**Ziel der Aufgabe**
Welchen Titel hat laut dem Text über Moral das Interview mit Cécile Wajsbrot?

**Quelltext**
= = =
15. Januar 2015

Moral

»Auch hat man aufgehört, in der Schule Moral zu unterrichten«, sagt Cécile Wajsbrot in einem sehr lesenswerten Interview »Frankreich ohne Idee und Kontur«. Ich füge hinzu: Auch die Kirche hat aufgehört, eine »moralische Anstalt« zu sein.
   Wie weggeblasen ist die »seelische Unterdrückung« durch Moral, wie ich sie noch in den Fünfzigerjahren in der Schule (beziehungsweise im Internat) leidvoll erlebt habe (und nicht hätte misssen wollen). Vorschriften wie Sonntagspflicht, Keuschheit (was ist das?), zum Beichten Gehen (samt gebotener Gewissenserforschung!) – gibt’s alles nicht mehr im Angesicht eines bedingungslos alle Menschen liebenden Gottes, dem Licht in der Finsternis (die eh keiner empfindet), dem Verkünder ewigen Heils (»Wellnesschristentum«).
   Wie lange wir noch ohne Moralauffrischung zivilisiert leben werden, frage ich mich. Der Angriff in Paris war kein Angriff auf unsere Freiheit der Meinungsäußerung, auf Karikaturisten oder Koscher-Essende, er war nicht einmal islamisch: Er war einfach zutiefst unmoralisch, Mord. Wir müssen Mord in jeglicher Form und Funktion, mit oder ohne »guten« Grund, wieder tabuisieren, wieder total ächten.
Bildnis Carla, gesehen durch die drei Spiegel im Eingang
Eitelkeit?                                                                    Foto Jörn
Schon der Zorn, den Abdelkader Benali in einem ebenso lesenswerten Artikel »Als Muslim in einer säkularen Welt« be­schreibt, ist nach meiner alten Auffassung Sünde. Wir leben »in einer Gesellschaft, die längst aufgehört hat, sich mit solchen großen Fragen auseinanderzusetzen«, rügt Benali weiter.
   Ein Wiederbesinnen auf Werte tut not, nicht auf Freiheit, nicht auf Gleichheit, nicht auf Einigkeit oder Recht, große Worte also, die zu bloßen Wörtern verkommen sind, sondern auf Details: Wann darf denn gemordet werden? Von wem? Bom­bar­dier­ungen? Drohnen? Gehen uns Boots­flücht­linge nichts an, weil sie nicht über die Ostsee kommen?
   Ist Zurückhaltung in »Gedanken, Worten und Werken« (schon seit Zarathustra, 1000 v. Chr.) an­ge­bracht, oder nur in »Worten und Werken«, oder allein in »Werken«? Darf man alles denken? Wir damals durften nicht, was sogar zu einem Verbot von Illustrierten führte; Playboys gab’s eh noch keine. Wer erinnert sich noch an die »Gewalt gegen Sachen«-Diskussion zur Anti-Springer-Zeit?
   Eitelkeit, ist die zwecks Förderung der Mode­in­dustrie gut oder schlecht? Und so weiter.
= = =
**Datenzeilen**
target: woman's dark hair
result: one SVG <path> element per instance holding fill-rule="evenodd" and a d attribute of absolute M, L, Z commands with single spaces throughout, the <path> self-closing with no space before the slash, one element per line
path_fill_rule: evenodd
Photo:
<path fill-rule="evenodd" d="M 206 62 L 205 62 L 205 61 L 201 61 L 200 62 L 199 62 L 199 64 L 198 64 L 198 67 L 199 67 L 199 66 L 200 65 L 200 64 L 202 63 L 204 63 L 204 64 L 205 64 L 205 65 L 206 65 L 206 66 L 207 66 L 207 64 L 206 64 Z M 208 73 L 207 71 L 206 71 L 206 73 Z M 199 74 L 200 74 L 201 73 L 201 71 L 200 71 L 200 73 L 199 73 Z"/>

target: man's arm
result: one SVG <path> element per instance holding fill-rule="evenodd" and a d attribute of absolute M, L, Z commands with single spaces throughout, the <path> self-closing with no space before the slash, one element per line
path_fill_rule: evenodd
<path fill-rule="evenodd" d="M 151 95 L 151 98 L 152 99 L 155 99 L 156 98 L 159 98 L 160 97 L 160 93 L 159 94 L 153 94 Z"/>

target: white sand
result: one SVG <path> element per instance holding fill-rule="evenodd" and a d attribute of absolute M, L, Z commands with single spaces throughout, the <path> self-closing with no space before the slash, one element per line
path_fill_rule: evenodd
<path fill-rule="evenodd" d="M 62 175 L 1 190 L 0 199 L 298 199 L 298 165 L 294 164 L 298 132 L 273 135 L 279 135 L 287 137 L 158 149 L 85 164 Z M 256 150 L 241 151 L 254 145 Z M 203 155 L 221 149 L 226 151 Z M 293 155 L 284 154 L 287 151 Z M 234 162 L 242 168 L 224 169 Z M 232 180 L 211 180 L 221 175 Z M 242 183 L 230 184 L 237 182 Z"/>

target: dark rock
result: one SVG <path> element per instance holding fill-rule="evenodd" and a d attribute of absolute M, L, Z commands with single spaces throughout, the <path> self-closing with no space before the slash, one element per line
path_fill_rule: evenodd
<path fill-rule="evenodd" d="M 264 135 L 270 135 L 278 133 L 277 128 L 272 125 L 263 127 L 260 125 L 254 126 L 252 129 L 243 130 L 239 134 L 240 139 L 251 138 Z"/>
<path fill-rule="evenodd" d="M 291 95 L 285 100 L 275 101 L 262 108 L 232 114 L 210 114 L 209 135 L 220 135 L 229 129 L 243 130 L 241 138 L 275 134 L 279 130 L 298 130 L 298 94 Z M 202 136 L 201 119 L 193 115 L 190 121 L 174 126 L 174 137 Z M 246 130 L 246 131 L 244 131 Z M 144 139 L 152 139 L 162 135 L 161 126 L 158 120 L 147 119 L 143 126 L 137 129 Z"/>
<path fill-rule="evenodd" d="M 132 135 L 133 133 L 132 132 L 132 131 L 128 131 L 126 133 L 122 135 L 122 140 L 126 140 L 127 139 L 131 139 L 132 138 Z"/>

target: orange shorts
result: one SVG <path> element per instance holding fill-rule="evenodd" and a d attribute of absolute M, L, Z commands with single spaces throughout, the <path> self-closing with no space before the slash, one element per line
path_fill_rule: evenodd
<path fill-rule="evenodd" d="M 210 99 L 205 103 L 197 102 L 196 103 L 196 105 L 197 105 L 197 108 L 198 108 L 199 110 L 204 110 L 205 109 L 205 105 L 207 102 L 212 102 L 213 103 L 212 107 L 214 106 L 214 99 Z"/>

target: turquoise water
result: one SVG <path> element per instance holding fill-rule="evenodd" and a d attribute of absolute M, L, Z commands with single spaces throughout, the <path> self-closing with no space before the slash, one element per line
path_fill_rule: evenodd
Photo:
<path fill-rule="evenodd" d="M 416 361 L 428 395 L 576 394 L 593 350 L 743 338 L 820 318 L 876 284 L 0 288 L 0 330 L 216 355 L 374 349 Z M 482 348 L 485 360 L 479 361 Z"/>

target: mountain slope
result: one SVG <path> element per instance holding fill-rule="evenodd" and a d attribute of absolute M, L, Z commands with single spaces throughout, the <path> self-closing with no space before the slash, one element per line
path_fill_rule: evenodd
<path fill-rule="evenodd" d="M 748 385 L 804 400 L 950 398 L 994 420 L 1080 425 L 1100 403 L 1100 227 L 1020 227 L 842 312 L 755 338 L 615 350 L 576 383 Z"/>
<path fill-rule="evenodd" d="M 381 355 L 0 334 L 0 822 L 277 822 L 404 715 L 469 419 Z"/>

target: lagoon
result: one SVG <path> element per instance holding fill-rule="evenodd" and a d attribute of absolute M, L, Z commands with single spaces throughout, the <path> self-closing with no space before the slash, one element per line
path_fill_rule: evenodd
= = =
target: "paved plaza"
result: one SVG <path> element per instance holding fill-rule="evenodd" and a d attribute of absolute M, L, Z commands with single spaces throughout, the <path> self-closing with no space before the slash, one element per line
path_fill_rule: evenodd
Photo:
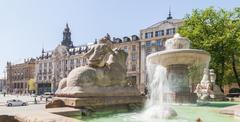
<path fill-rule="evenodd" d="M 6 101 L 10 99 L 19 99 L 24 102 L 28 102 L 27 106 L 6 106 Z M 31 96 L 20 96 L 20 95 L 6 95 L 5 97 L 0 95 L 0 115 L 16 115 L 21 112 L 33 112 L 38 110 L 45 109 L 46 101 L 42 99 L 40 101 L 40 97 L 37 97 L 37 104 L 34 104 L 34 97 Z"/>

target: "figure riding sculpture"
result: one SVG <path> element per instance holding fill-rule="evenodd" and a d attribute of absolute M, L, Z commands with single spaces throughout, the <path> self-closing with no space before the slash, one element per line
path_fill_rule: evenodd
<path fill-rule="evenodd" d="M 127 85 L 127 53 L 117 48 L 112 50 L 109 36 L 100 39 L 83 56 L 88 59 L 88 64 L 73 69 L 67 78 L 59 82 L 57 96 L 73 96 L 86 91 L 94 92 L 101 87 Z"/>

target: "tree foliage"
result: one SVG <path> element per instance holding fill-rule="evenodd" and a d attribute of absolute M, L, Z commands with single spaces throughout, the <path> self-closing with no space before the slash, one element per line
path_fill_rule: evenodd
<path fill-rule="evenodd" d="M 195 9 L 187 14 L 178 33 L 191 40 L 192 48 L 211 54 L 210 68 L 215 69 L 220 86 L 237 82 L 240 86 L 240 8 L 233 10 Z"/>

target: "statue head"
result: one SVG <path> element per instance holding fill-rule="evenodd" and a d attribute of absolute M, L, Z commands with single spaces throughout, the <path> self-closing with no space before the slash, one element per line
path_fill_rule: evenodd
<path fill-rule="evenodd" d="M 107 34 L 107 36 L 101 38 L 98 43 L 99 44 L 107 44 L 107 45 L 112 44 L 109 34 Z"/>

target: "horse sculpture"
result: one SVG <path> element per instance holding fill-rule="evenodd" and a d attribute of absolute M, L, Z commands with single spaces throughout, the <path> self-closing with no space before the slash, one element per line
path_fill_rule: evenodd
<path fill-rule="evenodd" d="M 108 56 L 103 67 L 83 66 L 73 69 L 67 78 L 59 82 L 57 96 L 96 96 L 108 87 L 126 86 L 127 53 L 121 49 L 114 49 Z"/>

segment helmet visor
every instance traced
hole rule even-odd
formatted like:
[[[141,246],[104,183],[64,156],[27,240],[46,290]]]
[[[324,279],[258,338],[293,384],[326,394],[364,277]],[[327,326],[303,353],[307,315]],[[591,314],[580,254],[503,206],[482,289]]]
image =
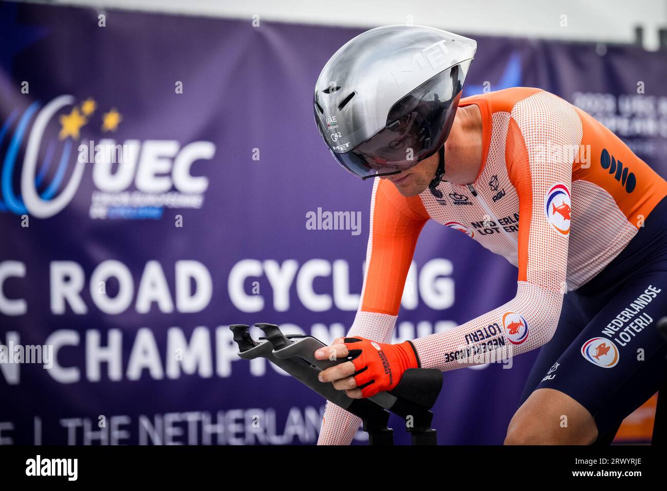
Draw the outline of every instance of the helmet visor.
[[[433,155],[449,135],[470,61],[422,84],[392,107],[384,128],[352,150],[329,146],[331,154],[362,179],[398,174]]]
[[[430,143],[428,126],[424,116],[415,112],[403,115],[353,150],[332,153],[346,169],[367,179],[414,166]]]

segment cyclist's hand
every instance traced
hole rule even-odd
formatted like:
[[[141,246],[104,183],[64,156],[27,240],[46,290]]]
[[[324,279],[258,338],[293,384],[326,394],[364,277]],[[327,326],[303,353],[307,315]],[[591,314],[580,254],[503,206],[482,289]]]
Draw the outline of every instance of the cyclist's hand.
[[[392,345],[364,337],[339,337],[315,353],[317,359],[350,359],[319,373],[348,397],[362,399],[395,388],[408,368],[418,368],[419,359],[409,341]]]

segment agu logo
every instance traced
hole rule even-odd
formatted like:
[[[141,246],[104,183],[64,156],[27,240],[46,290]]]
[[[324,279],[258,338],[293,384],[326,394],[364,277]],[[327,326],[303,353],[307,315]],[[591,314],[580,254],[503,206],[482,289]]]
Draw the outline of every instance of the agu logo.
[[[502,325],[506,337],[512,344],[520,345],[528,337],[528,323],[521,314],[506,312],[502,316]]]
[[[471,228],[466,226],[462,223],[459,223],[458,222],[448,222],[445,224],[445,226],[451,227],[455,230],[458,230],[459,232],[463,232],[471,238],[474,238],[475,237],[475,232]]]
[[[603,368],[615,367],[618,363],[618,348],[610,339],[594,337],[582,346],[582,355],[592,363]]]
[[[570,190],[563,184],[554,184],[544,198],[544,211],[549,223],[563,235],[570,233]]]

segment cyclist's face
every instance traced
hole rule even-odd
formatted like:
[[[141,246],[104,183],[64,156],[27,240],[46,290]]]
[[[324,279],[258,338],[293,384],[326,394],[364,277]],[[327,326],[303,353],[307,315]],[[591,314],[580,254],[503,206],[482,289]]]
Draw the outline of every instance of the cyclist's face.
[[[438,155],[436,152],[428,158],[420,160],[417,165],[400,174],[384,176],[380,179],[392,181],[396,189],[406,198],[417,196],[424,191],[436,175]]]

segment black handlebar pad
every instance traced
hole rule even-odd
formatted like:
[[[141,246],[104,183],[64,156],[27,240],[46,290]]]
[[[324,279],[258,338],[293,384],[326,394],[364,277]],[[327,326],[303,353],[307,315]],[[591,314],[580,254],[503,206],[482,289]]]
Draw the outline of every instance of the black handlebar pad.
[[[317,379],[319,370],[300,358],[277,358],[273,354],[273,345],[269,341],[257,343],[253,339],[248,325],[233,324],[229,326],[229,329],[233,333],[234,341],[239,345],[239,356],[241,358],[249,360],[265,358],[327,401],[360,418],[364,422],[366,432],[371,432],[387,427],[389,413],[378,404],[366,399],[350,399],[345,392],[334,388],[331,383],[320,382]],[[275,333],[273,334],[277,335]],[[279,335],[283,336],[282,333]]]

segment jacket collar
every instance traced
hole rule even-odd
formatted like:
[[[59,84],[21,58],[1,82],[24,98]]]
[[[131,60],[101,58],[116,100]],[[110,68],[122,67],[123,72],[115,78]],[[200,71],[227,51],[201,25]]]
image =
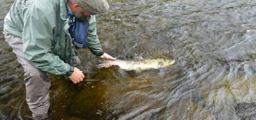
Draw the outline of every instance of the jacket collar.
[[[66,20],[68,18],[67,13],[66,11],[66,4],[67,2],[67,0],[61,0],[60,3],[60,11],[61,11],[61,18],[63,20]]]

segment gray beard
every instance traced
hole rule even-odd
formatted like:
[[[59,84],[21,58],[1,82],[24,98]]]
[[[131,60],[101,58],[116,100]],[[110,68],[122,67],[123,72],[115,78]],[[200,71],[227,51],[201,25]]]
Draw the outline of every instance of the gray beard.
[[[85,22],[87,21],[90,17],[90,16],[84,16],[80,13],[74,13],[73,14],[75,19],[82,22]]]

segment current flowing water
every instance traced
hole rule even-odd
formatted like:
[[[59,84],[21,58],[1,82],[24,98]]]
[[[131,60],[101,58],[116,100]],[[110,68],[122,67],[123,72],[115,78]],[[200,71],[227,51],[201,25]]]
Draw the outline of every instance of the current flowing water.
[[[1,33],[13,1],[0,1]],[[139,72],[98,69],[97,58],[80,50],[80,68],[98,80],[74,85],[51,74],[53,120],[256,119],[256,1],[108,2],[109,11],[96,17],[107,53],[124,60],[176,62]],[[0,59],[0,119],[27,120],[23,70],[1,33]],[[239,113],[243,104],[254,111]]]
= = =
**Antwort zur Aufgabe**
»Frankreich ohne Idee und Kontur«